[Start of EXCERPTED TEXT]

The API First Paradigm Shift
'API First' thinking accelerates adoption, speed to market, and business value. We discuss important principles covering Developer Experience and GTM strategies for building successful API products.
Photo by Mohammad Rahmani on Unsplash
Over the last decade, companies are innovating at an even faster pace due to new technology architecture principles cloud computing such as distributed computing, microservices, IoT and AutoML. In particular, “API First” design principles have enabled millions of developers around the world to accelerate speed to market of new ideas.
Companies like Algolia, Plaid, Stripe and Twilio and are just a few of hundreds of companies at the helm of leading edge innovation in their fields by doubling down on API First. The tailwinds in technology favour those companies who can deliver impact for large institutions who manage legacy platforms by acting as a knife-edge that solves complex problems without disrupting business operations. For these institutions, new solutions need to integrate directly into enterprise grade legacy architectures and technology stacks where the cost and risk of change is high.
API First principles are uniquely positioned not only to address this concern but also provide a modular component architecture that reduces switching cost to replace one API service with a higher performing one, thereby preventing vendor lock-in. More importantly, API First allows developers to focus on solving the core business problem first while combining best of breed APIs for generalized platform architecture. This reduces cost to prove value and time to market.

[End of EXCERPTED TEXT]
[Start of MATERIAL]

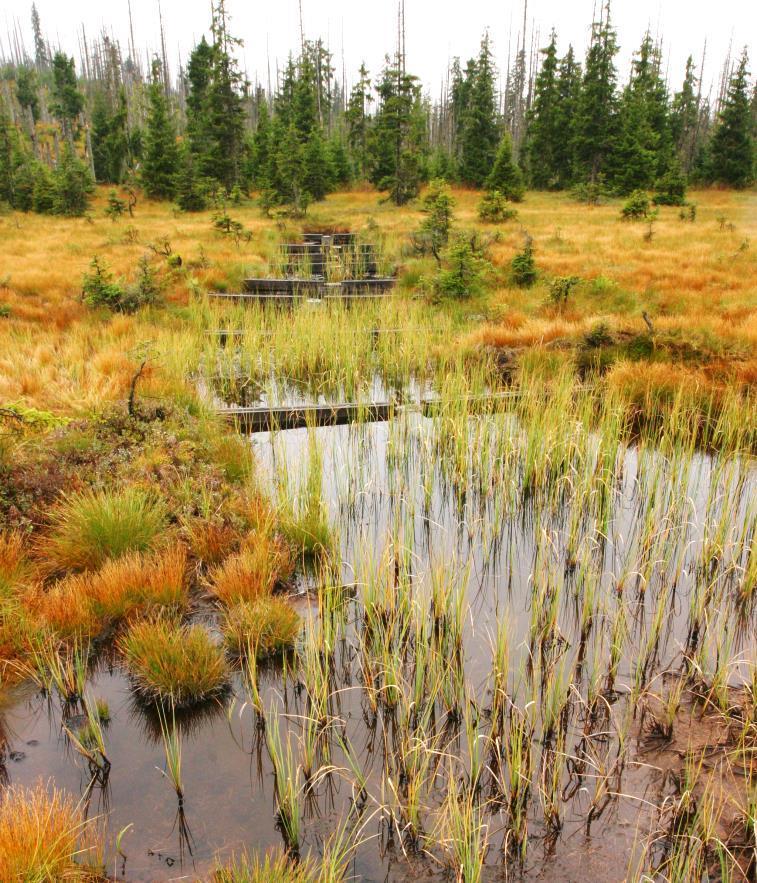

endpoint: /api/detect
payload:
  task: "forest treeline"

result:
[0,0,757,215]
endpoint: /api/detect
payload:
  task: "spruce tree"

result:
[553,46,581,188]
[670,56,699,173]
[486,132,524,202]
[0,105,17,207]
[141,62,179,199]
[302,126,331,202]
[344,64,373,179]
[525,31,565,190]
[607,33,671,196]
[710,49,755,188]
[460,34,499,187]
[91,89,129,184]
[175,144,208,212]
[51,144,95,217]
[16,67,39,122]
[50,52,84,140]
[250,100,271,190]
[573,3,618,183]
[369,55,426,205]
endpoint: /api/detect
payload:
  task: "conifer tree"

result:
[460,34,499,187]
[370,54,426,205]
[302,126,331,202]
[710,49,755,188]
[51,144,95,217]
[670,56,699,172]
[553,46,581,188]
[0,105,17,207]
[16,67,39,122]
[574,2,618,183]
[141,60,179,199]
[250,100,271,190]
[607,32,670,196]
[50,52,84,140]
[525,31,565,190]
[486,132,524,202]
[92,89,129,184]
[174,143,208,212]
[344,63,373,179]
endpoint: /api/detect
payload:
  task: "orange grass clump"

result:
[210,533,293,604]
[223,598,300,659]
[0,783,105,883]
[29,543,187,638]
[0,531,32,598]
[119,619,229,708]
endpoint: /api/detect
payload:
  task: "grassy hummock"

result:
[119,619,229,708]
[223,598,301,659]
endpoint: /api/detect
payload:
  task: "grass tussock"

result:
[29,543,187,638]
[212,852,318,883]
[119,619,229,708]
[210,533,293,605]
[40,485,166,571]
[0,784,105,883]
[0,531,32,598]
[223,598,301,659]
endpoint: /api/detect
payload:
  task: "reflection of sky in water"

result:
[4,413,754,880]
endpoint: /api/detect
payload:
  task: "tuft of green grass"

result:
[41,486,166,571]
[119,619,229,708]
[223,598,301,659]
[212,851,318,883]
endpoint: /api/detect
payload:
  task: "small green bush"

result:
[654,160,687,205]
[413,178,455,259]
[82,255,125,311]
[82,255,161,313]
[510,236,538,288]
[571,181,607,205]
[549,276,581,306]
[584,322,613,349]
[432,233,492,298]
[621,190,650,221]
[478,190,518,224]
[105,190,128,221]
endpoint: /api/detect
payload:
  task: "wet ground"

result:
[0,413,755,883]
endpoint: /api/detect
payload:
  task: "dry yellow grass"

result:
[0,189,757,414]
[27,543,188,639]
[210,532,293,604]
[0,784,104,883]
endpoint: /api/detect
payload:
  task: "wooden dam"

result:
[209,232,396,306]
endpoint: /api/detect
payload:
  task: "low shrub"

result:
[40,485,166,571]
[478,190,518,224]
[571,181,607,205]
[210,533,292,604]
[119,619,229,708]
[510,236,538,288]
[82,255,161,313]
[549,276,581,306]
[223,598,300,659]
[620,190,651,221]
[432,233,492,299]
[0,783,105,883]
[654,160,687,205]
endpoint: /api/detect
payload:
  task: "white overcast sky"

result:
[0,0,757,95]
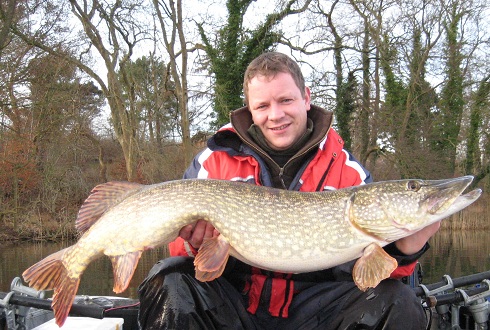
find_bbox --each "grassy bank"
[0,194,490,242]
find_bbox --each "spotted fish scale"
[23,176,481,326]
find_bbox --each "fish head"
[349,176,481,241]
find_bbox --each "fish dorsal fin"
[352,243,398,291]
[75,181,144,234]
[194,235,230,282]
[110,251,143,293]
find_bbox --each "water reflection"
[420,230,490,283]
[0,230,490,298]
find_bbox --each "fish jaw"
[349,176,481,242]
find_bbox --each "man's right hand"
[179,220,219,250]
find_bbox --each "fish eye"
[407,180,420,191]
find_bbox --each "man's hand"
[179,220,219,249]
[395,221,441,255]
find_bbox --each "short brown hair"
[243,52,305,104]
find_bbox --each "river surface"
[0,230,490,298]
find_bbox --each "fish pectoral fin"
[110,251,143,293]
[194,235,230,282]
[352,243,398,291]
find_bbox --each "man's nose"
[269,102,285,120]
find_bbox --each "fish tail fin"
[110,251,143,293]
[22,248,80,327]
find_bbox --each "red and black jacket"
[169,105,426,317]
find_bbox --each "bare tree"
[153,0,193,164]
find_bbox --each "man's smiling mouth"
[271,124,289,131]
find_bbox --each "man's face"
[247,72,310,150]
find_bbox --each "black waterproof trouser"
[138,257,427,330]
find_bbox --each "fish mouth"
[425,175,474,214]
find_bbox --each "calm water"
[0,231,490,298]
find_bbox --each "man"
[139,52,439,330]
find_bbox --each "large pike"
[23,176,481,326]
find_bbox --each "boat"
[0,265,490,330]
[0,277,139,330]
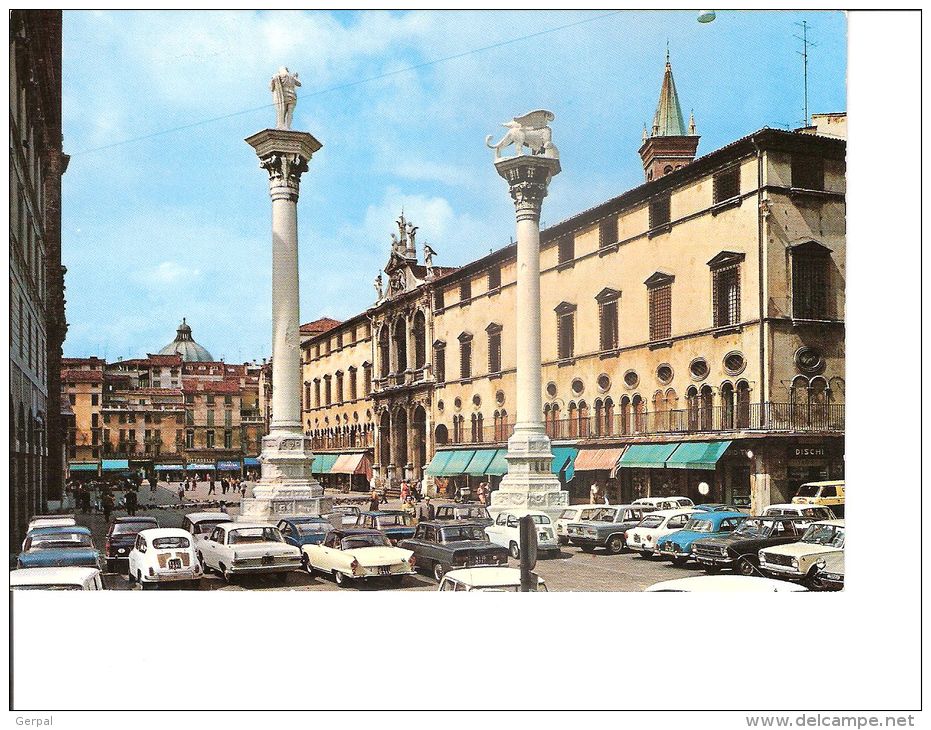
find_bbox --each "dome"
[158,319,214,362]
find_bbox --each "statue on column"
[271,66,301,129]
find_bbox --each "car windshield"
[440,525,488,542]
[229,527,282,545]
[637,515,663,527]
[734,518,773,537]
[112,520,158,535]
[802,525,844,548]
[685,517,714,532]
[26,532,94,550]
[375,513,411,527]
[340,535,390,550]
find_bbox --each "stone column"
[491,112,569,519]
[239,129,330,520]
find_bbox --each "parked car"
[646,575,807,593]
[398,521,508,581]
[26,515,77,532]
[692,516,812,575]
[333,504,362,527]
[656,512,747,565]
[103,517,158,573]
[433,504,494,527]
[760,520,844,584]
[792,481,844,517]
[196,522,301,583]
[16,526,100,570]
[10,568,104,591]
[624,507,705,558]
[437,568,547,593]
[278,517,333,547]
[568,504,653,555]
[632,497,695,511]
[301,528,416,588]
[556,504,604,545]
[811,551,844,591]
[485,509,559,560]
[127,527,203,589]
[763,504,837,520]
[356,510,414,545]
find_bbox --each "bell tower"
[640,49,699,182]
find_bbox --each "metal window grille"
[711,265,740,327]
[650,284,672,340]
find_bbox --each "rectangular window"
[711,266,740,327]
[713,165,740,203]
[598,215,617,248]
[598,299,618,350]
[650,284,672,341]
[792,155,824,190]
[650,195,671,230]
[557,234,575,264]
[459,340,472,380]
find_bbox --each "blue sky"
[56,10,847,362]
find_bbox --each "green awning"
[101,459,129,471]
[666,441,731,471]
[310,454,339,474]
[552,446,579,482]
[465,449,498,477]
[617,443,679,469]
[485,449,508,477]
[427,451,453,477]
[68,461,97,473]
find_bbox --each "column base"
[237,432,332,522]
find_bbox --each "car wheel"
[606,535,624,555]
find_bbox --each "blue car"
[16,526,100,569]
[656,511,748,565]
[278,517,333,547]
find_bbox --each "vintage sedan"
[103,517,158,573]
[656,512,747,565]
[127,527,203,589]
[301,528,416,588]
[692,516,812,575]
[568,504,653,555]
[10,568,104,591]
[624,507,705,558]
[197,522,302,583]
[16,526,100,570]
[760,520,844,585]
[398,521,508,581]
[356,510,414,545]
[485,509,559,560]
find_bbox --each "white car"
[485,505,556,560]
[631,497,695,510]
[301,528,415,588]
[645,575,808,593]
[437,568,548,593]
[127,527,203,589]
[556,504,605,545]
[624,507,702,557]
[763,504,835,520]
[197,522,301,583]
[26,515,77,532]
[10,568,104,591]
[760,520,845,582]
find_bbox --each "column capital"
[495,155,561,222]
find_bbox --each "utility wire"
[70,10,624,157]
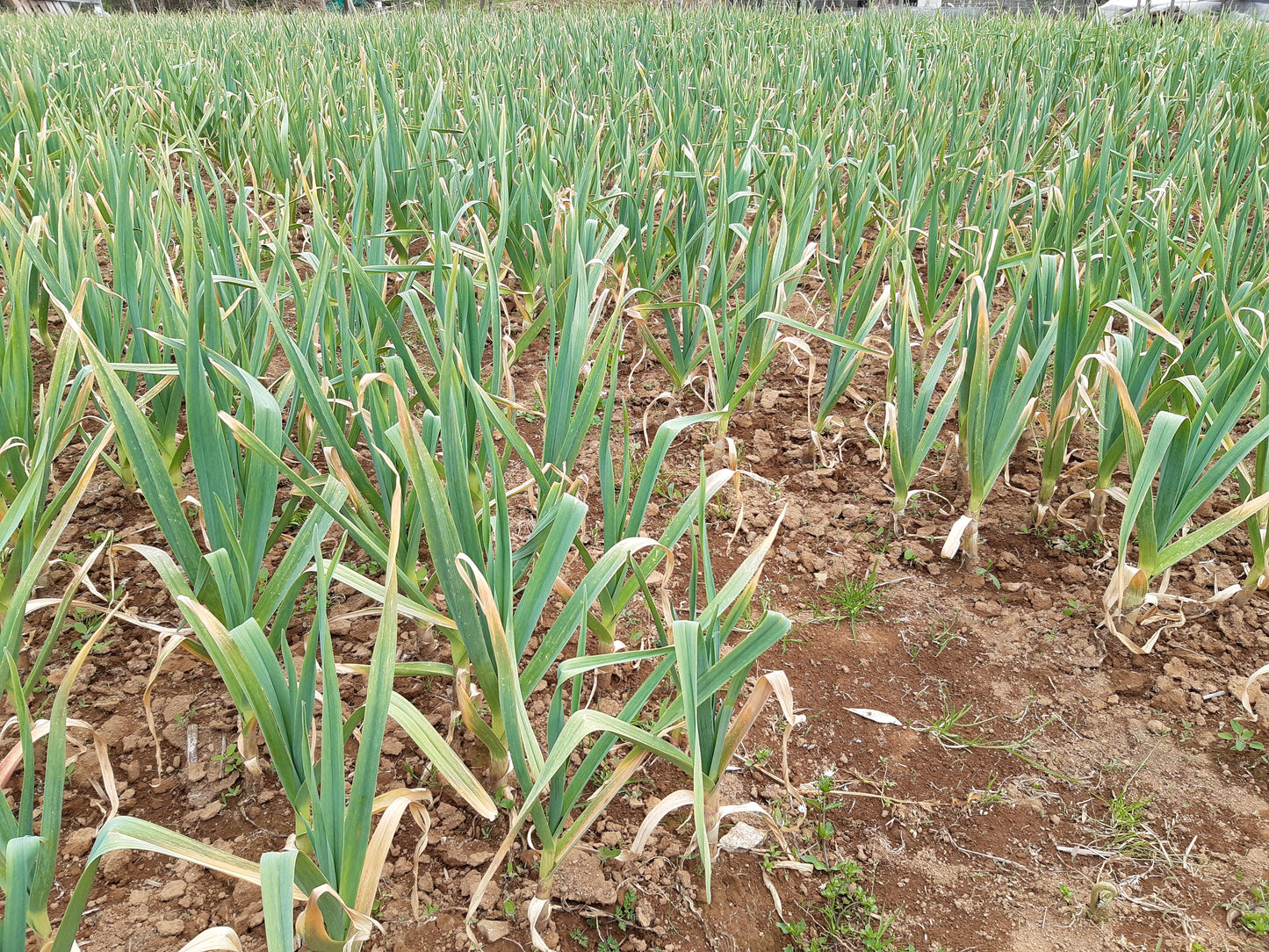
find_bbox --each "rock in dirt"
[635,898,656,929]
[753,430,776,464]
[62,826,97,858]
[718,823,767,853]
[440,844,494,866]
[476,919,511,941]
[159,880,186,903]
[1110,670,1154,696]
[1057,565,1089,584]
[552,850,616,906]
[1155,688,1189,715]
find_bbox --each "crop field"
[0,8,1269,952]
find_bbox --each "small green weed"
[1215,721,1265,753]
[824,562,886,635]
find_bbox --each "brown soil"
[10,313,1269,952]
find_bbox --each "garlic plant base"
[1101,562,1243,655]
[939,516,978,559]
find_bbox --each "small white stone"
[718,823,767,853]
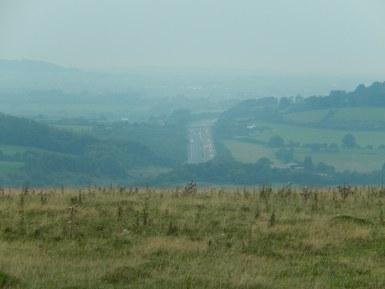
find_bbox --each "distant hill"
[0,114,163,186]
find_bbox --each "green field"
[253,122,385,146]
[0,161,24,172]
[284,107,385,125]
[333,107,385,122]
[0,188,385,289]
[224,139,385,172]
[294,149,385,173]
[284,109,329,124]
[224,140,275,163]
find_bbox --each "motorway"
[187,121,215,164]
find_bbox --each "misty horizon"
[0,0,385,78]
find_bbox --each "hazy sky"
[0,0,385,75]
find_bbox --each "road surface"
[187,121,215,164]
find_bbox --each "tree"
[342,133,357,148]
[269,135,285,148]
[303,157,314,171]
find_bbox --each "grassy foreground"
[0,187,385,289]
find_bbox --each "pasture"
[0,186,385,289]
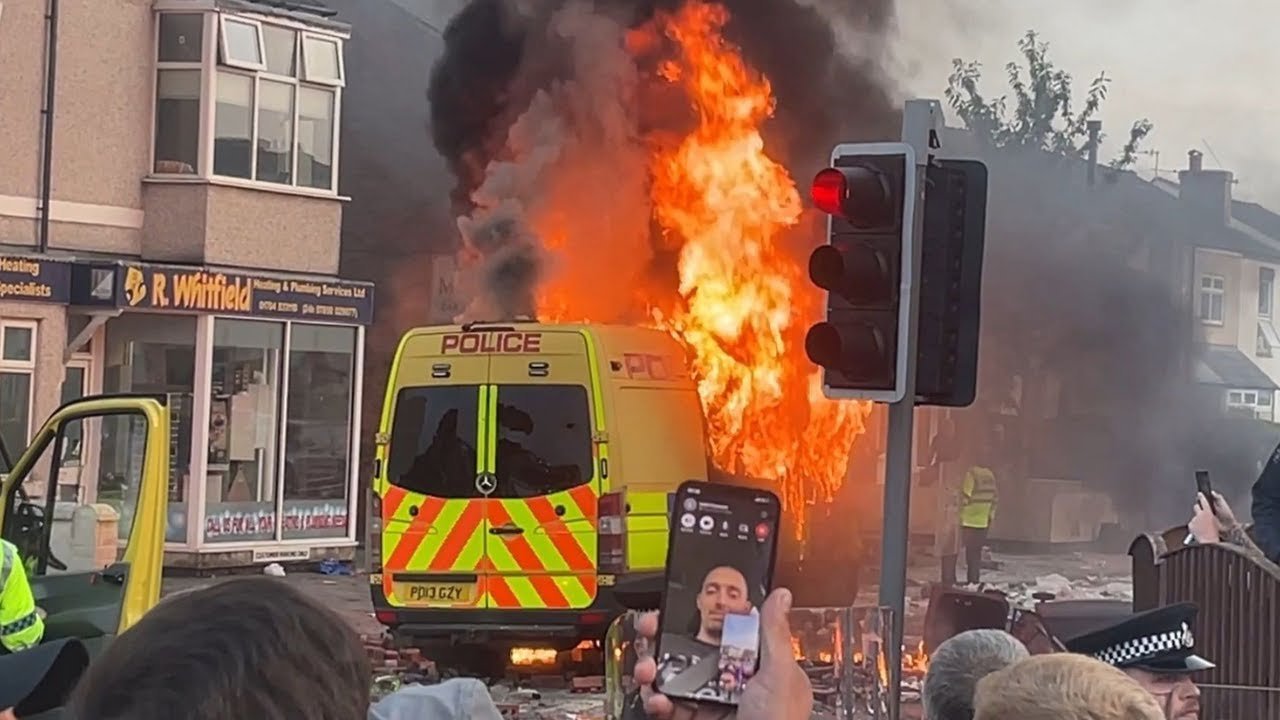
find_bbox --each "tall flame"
[527,0,870,532]
[640,3,870,515]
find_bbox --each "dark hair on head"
[70,577,371,720]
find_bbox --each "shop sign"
[428,255,463,319]
[205,500,348,542]
[205,502,275,542]
[280,500,348,539]
[77,264,374,325]
[253,547,311,562]
[0,255,72,304]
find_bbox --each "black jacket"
[1252,445,1280,564]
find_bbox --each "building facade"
[1157,150,1280,423]
[0,0,374,566]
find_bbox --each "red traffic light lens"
[809,165,897,229]
[809,168,849,217]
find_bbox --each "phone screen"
[1196,470,1217,511]
[657,483,781,705]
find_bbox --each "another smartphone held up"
[655,480,782,705]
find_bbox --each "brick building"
[0,0,374,565]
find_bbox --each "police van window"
[387,386,480,498]
[492,384,593,497]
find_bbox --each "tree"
[946,31,1152,170]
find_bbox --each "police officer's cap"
[1065,602,1213,673]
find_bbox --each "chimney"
[1178,150,1234,225]
[1084,120,1102,184]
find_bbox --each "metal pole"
[879,101,936,720]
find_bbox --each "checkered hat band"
[1093,623,1196,665]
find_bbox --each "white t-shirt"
[369,678,502,720]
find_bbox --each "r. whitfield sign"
[118,264,374,325]
[0,255,72,304]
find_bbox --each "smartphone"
[1196,470,1217,514]
[654,480,782,706]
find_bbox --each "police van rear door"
[486,327,600,610]
[378,329,492,609]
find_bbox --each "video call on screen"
[658,491,778,705]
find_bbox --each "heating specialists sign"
[0,255,72,304]
[96,264,374,325]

[End of MATERIAL]

▶ **OBJECTIVE 1**
Return the stretch of the API First article from "Companies like Algolia, Plaid, Stripe" through "change is high.".
▶ **OBJECTIVE 2**
Does the API First article agree with each statement below? Answer yes or no for each and quote the deciding words. (a) Stripe is named among companies doubling down on API First. (b) API First raises the switching cost of replacing one API service with another. (c) For large institutions with legacy platforms, the cost and risk of change is low.

▶ **WRITTEN SOLUTION 1**
Companies like Algolia, Plaid, Stripe and Twilio and are just a few of hundreds of companies at the helm of leading edge innovation in their fields by doubling down on API First. The tailwinds in technology favour those companies who can deliver impact for large institutions who manage legacy platforms by acting as a knife-edge that solves complex problems without disrupting business operations. For these institutions, new solutions need to integrate directly into enterprise grade legacy architectures and technology stacks where the cost and risk of change is high.

▶ **WRITTEN SOLUTION 2**
(a) Yes: "Companies like Algolia, Plaid, Stripe and Twilio"
(b) No: "reduces switching cost to replace one API service with a higher performing one"
(c) No: "where the cost and risk of change is high"